-- Exercise objective --
Please render the data from the start through the line containing "[1,54,23,70]" as a two-column CSV with the columns text and answer. Give one row for each text with its answer, and put each value in a single quoted field with line breaks turned into spaces.

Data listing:
---

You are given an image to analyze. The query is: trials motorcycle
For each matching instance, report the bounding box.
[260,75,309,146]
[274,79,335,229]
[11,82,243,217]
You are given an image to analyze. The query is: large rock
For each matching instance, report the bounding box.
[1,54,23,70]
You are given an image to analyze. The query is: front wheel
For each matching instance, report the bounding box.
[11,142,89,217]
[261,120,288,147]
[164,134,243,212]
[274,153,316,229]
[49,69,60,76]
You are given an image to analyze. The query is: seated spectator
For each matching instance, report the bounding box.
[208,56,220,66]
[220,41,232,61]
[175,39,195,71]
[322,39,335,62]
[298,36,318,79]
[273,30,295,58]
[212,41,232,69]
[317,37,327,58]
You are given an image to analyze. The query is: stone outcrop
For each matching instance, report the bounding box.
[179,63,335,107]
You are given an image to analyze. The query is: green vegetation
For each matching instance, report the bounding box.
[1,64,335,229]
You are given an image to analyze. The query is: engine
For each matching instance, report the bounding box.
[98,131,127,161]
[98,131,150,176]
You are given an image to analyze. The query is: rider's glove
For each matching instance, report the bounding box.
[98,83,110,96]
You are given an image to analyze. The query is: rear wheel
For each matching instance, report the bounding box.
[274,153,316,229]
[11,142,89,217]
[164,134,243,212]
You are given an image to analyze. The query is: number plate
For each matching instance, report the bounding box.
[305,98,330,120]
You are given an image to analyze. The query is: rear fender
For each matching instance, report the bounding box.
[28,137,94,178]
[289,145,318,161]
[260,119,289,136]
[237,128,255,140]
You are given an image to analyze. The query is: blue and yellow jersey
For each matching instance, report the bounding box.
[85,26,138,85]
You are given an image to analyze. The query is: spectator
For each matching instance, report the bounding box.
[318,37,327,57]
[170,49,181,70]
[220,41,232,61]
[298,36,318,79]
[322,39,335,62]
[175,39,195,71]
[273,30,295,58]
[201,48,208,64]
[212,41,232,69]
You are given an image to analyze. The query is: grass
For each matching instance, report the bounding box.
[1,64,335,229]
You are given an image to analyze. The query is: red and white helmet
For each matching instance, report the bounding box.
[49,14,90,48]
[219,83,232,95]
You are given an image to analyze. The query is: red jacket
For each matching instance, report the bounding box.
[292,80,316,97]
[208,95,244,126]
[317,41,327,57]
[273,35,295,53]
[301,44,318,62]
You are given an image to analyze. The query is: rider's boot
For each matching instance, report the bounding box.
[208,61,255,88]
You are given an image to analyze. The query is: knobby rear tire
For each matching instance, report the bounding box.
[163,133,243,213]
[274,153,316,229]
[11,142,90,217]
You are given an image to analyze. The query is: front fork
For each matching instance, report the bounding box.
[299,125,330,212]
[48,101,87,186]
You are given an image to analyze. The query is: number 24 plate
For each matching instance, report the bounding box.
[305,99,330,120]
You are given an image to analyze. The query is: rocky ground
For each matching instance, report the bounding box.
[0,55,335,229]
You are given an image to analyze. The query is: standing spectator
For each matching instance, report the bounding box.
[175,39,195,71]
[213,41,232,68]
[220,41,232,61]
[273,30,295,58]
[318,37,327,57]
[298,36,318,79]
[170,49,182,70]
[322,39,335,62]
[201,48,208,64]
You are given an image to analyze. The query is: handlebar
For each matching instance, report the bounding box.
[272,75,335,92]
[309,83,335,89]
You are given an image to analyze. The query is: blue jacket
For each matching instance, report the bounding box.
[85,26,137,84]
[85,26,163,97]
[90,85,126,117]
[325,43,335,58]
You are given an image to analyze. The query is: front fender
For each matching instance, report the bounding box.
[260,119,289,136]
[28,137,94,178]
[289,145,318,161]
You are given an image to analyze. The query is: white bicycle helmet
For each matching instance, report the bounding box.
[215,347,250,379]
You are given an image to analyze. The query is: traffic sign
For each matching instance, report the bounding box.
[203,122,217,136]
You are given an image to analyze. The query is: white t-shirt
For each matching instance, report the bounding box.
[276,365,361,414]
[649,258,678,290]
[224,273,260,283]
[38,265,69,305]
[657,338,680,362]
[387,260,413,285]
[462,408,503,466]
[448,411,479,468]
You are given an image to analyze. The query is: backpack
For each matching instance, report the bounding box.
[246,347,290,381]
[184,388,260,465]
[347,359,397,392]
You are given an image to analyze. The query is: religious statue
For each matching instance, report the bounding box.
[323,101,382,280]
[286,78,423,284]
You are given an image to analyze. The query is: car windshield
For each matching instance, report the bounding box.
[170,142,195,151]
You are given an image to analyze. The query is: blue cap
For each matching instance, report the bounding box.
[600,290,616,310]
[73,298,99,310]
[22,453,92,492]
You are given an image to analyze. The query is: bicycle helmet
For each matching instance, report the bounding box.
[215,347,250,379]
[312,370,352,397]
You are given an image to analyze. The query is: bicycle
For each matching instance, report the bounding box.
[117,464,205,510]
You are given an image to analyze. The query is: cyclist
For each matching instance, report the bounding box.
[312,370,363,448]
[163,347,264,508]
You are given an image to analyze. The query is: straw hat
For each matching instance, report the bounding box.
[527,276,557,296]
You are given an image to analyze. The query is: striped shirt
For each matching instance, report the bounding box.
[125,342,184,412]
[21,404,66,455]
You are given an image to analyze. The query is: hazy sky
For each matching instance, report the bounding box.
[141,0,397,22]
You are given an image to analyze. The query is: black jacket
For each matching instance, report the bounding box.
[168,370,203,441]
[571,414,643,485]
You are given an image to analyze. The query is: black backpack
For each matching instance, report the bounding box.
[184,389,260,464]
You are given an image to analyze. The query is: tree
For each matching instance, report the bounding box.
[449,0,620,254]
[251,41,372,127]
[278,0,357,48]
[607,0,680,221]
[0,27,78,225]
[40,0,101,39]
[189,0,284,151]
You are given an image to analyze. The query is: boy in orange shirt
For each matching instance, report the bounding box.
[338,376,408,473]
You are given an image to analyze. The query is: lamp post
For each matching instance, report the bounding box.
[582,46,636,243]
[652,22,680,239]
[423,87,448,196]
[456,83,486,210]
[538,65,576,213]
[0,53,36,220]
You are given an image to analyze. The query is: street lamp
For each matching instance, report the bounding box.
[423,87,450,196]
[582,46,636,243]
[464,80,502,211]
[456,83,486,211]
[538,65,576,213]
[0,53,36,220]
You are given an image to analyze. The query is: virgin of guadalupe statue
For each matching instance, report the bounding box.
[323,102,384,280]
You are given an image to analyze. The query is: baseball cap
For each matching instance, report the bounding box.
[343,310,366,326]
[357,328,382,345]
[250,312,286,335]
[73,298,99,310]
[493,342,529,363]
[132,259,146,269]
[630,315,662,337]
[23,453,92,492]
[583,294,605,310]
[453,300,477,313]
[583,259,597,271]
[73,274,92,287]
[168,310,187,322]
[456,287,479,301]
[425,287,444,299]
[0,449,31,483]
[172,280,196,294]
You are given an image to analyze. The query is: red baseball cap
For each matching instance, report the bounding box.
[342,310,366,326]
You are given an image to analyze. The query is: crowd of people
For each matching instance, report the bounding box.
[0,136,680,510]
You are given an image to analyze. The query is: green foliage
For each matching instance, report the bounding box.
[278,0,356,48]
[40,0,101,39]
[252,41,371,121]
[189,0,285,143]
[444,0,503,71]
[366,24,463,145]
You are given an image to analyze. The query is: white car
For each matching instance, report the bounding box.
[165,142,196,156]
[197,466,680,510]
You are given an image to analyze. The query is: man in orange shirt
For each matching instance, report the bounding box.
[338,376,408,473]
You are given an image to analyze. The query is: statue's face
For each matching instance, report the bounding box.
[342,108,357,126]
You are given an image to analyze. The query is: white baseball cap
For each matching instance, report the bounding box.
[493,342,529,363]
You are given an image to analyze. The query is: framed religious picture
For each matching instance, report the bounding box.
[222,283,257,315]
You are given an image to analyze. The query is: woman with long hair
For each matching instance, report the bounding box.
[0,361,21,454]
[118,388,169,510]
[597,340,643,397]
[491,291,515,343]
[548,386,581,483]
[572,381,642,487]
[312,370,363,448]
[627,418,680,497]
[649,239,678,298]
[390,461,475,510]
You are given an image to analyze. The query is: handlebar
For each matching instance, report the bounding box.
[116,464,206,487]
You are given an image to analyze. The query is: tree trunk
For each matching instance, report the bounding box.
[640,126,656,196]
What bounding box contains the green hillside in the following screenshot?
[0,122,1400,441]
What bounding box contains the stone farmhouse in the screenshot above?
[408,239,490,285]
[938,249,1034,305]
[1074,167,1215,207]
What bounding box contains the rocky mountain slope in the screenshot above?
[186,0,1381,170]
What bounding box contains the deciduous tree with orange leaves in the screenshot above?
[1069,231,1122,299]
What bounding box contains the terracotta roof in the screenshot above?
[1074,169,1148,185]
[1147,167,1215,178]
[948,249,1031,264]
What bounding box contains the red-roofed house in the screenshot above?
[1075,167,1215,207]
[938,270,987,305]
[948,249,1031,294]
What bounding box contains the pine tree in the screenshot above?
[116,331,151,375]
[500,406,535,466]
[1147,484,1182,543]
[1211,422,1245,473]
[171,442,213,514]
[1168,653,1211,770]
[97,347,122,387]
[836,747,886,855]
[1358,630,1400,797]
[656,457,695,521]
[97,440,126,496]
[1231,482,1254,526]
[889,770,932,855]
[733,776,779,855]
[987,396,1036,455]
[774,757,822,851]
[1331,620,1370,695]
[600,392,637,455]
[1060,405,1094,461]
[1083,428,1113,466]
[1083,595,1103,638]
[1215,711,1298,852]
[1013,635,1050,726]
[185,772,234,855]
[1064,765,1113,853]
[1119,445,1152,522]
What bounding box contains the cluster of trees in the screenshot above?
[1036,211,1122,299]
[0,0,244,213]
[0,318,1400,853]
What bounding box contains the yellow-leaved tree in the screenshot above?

---

-- Answer below --
text,answer
"You are given an image to analyze. The query is: trials motorcycle For each matching instance, report the bounding box.","[260,75,309,146] [274,79,335,229] [11,82,243,217]"
"You are given an image to analyze. The query is: large rock For each matching instance, report the bounding box.","[1,54,23,70]"